(Photo-based referring expression data)

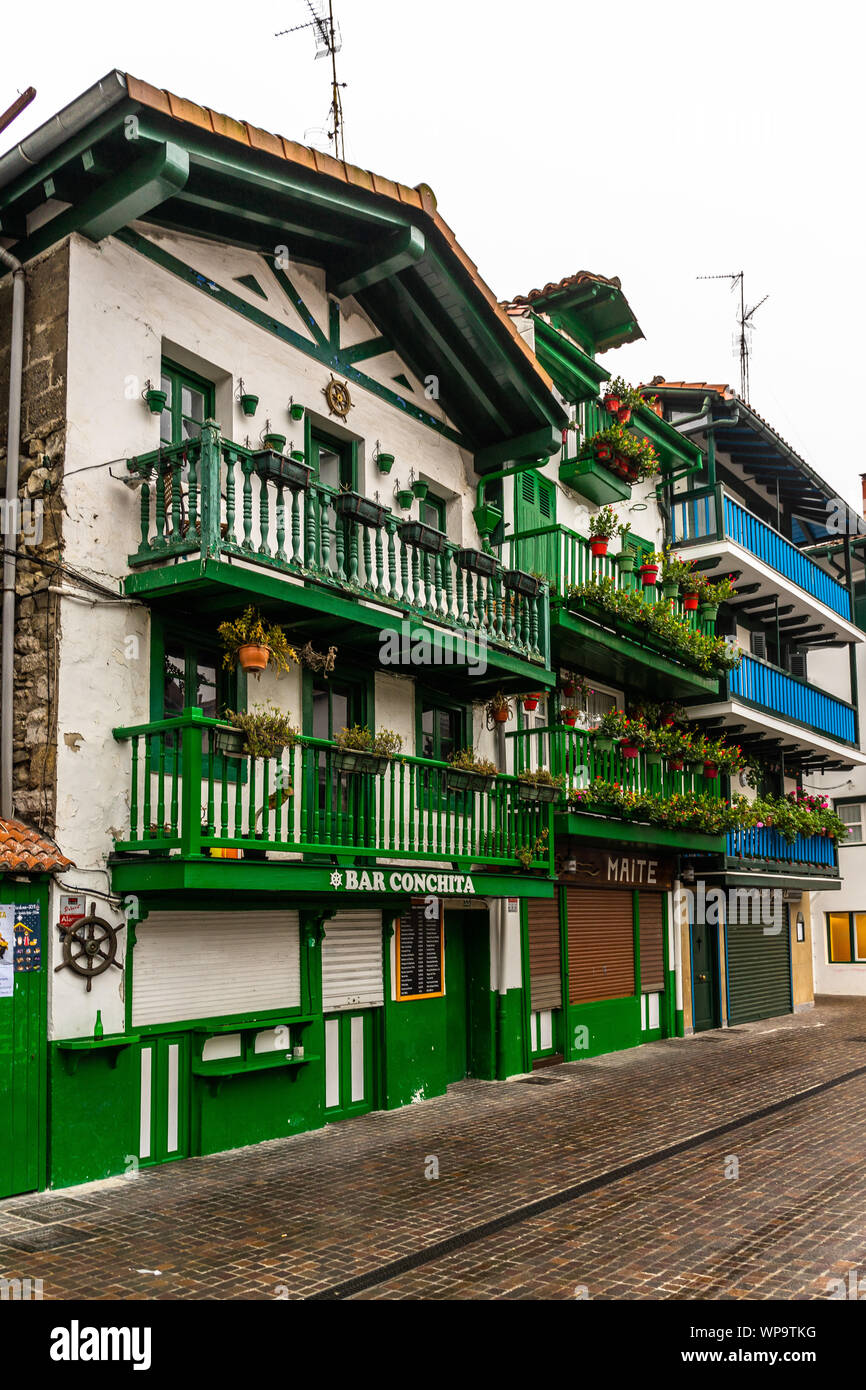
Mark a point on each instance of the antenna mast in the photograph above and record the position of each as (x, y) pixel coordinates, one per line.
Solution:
(744, 321)
(328, 42)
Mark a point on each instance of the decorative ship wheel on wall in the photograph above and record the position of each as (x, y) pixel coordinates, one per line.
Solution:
(89, 947)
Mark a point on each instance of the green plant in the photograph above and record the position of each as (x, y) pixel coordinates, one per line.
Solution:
(250, 630)
(362, 740)
(603, 524)
(266, 730)
(464, 761)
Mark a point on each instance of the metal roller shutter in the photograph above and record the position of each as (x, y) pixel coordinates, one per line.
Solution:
(545, 962)
(352, 962)
(652, 943)
(200, 965)
(601, 944)
(758, 970)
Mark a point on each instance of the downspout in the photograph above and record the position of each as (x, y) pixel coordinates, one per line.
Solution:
(13, 446)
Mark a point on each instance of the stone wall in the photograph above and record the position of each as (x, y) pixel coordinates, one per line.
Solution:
(43, 421)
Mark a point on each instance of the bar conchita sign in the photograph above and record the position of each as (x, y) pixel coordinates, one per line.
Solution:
(402, 880)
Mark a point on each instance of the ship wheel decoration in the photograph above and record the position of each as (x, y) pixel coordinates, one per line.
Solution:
(338, 398)
(91, 947)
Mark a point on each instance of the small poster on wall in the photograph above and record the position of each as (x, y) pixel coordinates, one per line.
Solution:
(7, 950)
(420, 951)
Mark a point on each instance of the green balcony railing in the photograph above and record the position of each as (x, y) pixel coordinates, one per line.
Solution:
(207, 496)
(186, 798)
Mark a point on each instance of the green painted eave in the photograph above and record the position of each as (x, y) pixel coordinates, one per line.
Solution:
(574, 373)
(306, 883)
(605, 653)
(581, 826)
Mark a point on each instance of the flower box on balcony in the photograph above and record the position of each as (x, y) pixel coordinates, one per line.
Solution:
(275, 467)
(426, 537)
(594, 481)
(538, 791)
(364, 510)
(462, 779)
(521, 583)
(478, 562)
(359, 761)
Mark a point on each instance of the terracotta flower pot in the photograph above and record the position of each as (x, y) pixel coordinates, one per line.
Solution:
(253, 658)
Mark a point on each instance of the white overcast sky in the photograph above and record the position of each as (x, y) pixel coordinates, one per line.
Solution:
(651, 142)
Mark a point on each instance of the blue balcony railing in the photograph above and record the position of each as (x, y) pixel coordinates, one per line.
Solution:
(768, 844)
(784, 694)
(711, 514)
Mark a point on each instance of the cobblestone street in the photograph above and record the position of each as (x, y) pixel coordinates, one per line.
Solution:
(628, 1158)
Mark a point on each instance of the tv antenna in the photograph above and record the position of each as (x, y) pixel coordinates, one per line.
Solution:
(328, 42)
(745, 324)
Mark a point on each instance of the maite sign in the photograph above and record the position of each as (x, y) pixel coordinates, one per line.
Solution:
(399, 880)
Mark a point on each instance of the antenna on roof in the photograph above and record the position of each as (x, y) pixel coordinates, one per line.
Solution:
(328, 43)
(745, 324)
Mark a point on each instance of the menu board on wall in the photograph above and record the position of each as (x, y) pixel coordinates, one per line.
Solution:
(420, 972)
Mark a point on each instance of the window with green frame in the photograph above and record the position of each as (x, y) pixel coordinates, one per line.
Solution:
(189, 402)
(847, 937)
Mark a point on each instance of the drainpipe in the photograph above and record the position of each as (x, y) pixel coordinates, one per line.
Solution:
(13, 446)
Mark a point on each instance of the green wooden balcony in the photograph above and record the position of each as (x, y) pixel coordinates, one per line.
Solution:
(186, 799)
(209, 510)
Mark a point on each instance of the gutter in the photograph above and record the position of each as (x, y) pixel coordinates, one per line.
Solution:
(13, 448)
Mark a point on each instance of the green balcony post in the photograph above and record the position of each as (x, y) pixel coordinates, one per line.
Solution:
(210, 488)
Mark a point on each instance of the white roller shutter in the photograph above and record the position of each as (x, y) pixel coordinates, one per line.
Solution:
(200, 965)
(352, 962)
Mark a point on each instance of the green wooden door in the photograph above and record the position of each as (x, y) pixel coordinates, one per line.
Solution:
(349, 1062)
(705, 994)
(534, 509)
(164, 1098)
(22, 1064)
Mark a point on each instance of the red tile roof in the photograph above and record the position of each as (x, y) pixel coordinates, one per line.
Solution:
(25, 849)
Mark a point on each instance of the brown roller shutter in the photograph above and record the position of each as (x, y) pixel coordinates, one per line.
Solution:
(545, 963)
(601, 944)
(652, 943)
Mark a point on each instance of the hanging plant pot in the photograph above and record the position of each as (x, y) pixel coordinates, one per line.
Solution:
(253, 658)
(292, 473)
(521, 583)
(426, 537)
(478, 562)
(230, 742)
(364, 510)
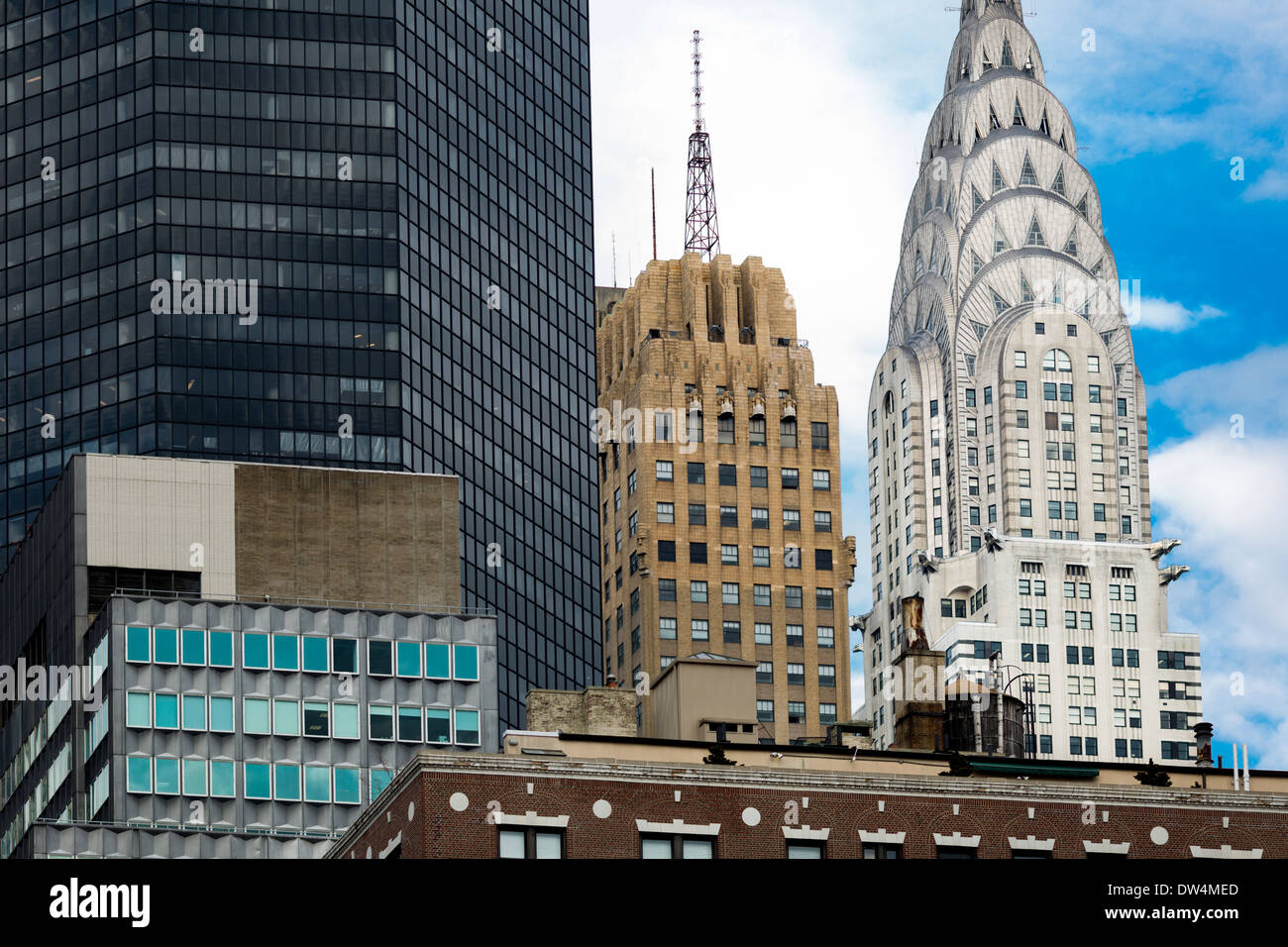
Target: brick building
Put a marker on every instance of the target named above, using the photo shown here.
(581, 796)
(720, 487)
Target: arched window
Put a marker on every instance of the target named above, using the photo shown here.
(1056, 360)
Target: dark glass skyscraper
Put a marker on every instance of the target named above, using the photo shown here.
(402, 191)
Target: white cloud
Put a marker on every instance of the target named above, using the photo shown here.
(1224, 497)
(1167, 316)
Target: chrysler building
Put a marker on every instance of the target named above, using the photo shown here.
(1006, 437)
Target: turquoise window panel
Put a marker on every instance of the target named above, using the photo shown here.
(256, 652)
(222, 714)
(467, 657)
(220, 648)
(138, 775)
(348, 787)
(438, 661)
(316, 652)
(167, 777)
(256, 715)
(438, 725)
(344, 720)
(410, 724)
(317, 784)
(286, 718)
(408, 659)
(165, 646)
(138, 644)
(468, 727)
(286, 654)
(138, 709)
(193, 711)
(380, 725)
(258, 781)
(286, 783)
(194, 779)
(223, 779)
(193, 647)
(166, 711)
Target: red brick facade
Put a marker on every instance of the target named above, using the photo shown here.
(752, 805)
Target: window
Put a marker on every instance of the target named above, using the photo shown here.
(677, 847)
(529, 843)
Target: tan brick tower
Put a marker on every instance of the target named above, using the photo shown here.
(720, 482)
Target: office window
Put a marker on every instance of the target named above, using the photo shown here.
(165, 646)
(380, 657)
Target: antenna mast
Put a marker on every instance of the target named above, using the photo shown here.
(700, 231)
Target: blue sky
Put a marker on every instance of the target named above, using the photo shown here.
(816, 114)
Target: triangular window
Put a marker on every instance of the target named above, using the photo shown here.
(1034, 235)
(1000, 241)
(1026, 174)
(1057, 184)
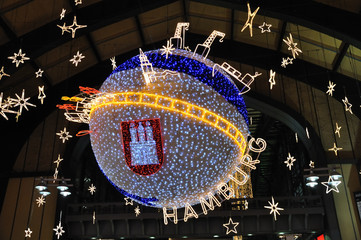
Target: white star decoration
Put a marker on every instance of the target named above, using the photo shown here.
(265, 27)
(289, 162)
(59, 230)
(274, 208)
(348, 105)
(231, 226)
(272, 80)
(39, 73)
(22, 102)
(292, 46)
(167, 49)
(77, 58)
(2, 73)
(57, 161)
(250, 18)
(75, 27)
(128, 202)
(64, 135)
(41, 95)
(335, 148)
(28, 232)
(137, 211)
(331, 88)
(337, 131)
(331, 185)
(286, 61)
(62, 14)
(40, 201)
(92, 189)
(18, 58)
(114, 63)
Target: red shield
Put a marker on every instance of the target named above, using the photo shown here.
(142, 145)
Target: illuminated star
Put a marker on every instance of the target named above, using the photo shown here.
(272, 80)
(250, 18)
(75, 27)
(28, 232)
(330, 87)
(63, 28)
(57, 161)
(62, 14)
(286, 61)
(137, 211)
(289, 162)
(39, 73)
(128, 202)
(114, 63)
(41, 95)
(231, 228)
(265, 27)
(18, 58)
(292, 46)
(167, 49)
(338, 128)
(4, 107)
(335, 148)
(40, 201)
(348, 105)
(92, 189)
(312, 164)
(331, 185)
(274, 208)
(59, 230)
(22, 102)
(77, 58)
(64, 135)
(2, 73)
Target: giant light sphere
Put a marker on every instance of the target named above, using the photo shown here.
(173, 140)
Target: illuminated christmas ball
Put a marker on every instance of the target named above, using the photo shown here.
(166, 132)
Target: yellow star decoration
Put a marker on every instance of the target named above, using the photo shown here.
(250, 18)
(231, 228)
(335, 148)
(274, 208)
(292, 46)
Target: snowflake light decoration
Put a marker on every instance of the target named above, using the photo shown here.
(231, 226)
(331, 185)
(272, 80)
(334, 149)
(2, 73)
(265, 27)
(41, 95)
(292, 46)
(64, 135)
(39, 73)
(167, 49)
(58, 230)
(289, 162)
(18, 58)
(40, 201)
(28, 232)
(250, 18)
(348, 105)
(22, 102)
(331, 88)
(274, 208)
(92, 189)
(77, 58)
(137, 211)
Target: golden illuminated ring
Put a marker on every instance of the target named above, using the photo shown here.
(175, 105)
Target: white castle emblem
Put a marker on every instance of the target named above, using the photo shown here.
(143, 148)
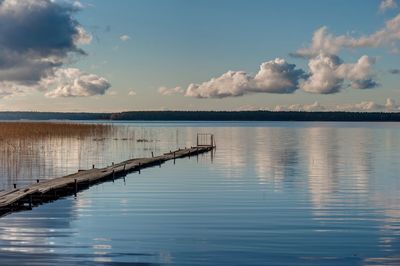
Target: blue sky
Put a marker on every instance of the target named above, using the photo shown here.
(173, 44)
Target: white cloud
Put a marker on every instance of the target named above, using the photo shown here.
(387, 4)
(276, 76)
(32, 53)
(125, 38)
(112, 93)
(328, 74)
(324, 42)
(71, 82)
(132, 93)
(170, 91)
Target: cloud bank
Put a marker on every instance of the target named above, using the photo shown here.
(276, 76)
(170, 91)
(327, 73)
(387, 4)
(37, 37)
(71, 82)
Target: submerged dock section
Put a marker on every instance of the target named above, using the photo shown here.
(50, 190)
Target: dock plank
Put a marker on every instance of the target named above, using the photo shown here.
(10, 200)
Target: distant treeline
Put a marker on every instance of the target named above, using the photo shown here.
(206, 116)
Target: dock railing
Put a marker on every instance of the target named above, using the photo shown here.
(205, 140)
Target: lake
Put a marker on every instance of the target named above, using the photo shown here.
(272, 193)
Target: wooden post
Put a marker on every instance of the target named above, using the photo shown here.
(75, 186)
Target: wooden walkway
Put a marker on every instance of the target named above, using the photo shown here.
(50, 190)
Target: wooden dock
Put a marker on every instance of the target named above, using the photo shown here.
(49, 190)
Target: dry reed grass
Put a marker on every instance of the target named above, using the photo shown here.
(38, 130)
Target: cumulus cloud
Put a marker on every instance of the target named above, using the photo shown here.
(132, 93)
(276, 76)
(394, 71)
(125, 38)
(36, 38)
(324, 42)
(170, 91)
(387, 4)
(328, 74)
(300, 107)
(71, 82)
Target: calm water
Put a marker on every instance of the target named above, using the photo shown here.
(272, 194)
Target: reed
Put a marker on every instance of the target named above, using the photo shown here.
(32, 150)
(39, 130)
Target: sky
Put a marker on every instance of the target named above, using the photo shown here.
(120, 55)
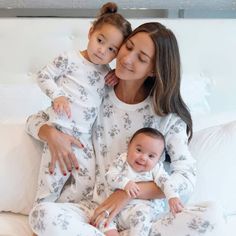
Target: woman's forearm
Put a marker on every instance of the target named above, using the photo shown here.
(149, 190)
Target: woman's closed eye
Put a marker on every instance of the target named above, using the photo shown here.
(143, 59)
(129, 46)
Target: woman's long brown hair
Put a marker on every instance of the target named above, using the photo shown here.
(164, 86)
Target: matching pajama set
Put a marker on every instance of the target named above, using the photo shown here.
(139, 214)
(82, 83)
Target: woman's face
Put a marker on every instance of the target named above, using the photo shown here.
(135, 59)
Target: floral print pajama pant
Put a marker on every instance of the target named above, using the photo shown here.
(80, 182)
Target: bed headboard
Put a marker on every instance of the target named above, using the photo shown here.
(207, 49)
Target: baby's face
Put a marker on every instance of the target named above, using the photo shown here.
(144, 152)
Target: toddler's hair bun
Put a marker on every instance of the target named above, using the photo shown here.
(109, 7)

» About this task
In the records above, find the line with "Target: antenna mast". Print exactly from there through the line with "Target: white star decoration", minus the pictures.

» Task solution
Target: antenna mast
Put a marker on every instance of the target named above, using the photo shown here.
(700, 231)
Target: blue sky
Put a marker on every instance of the target named above, using the photo shown here.
(816, 114)
Target: triangular window
Put a marker on every instance of the target named above, using the photo shown here.
(1034, 235)
(1000, 241)
(1026, 174)
(1057, 184)
Target: white star decoration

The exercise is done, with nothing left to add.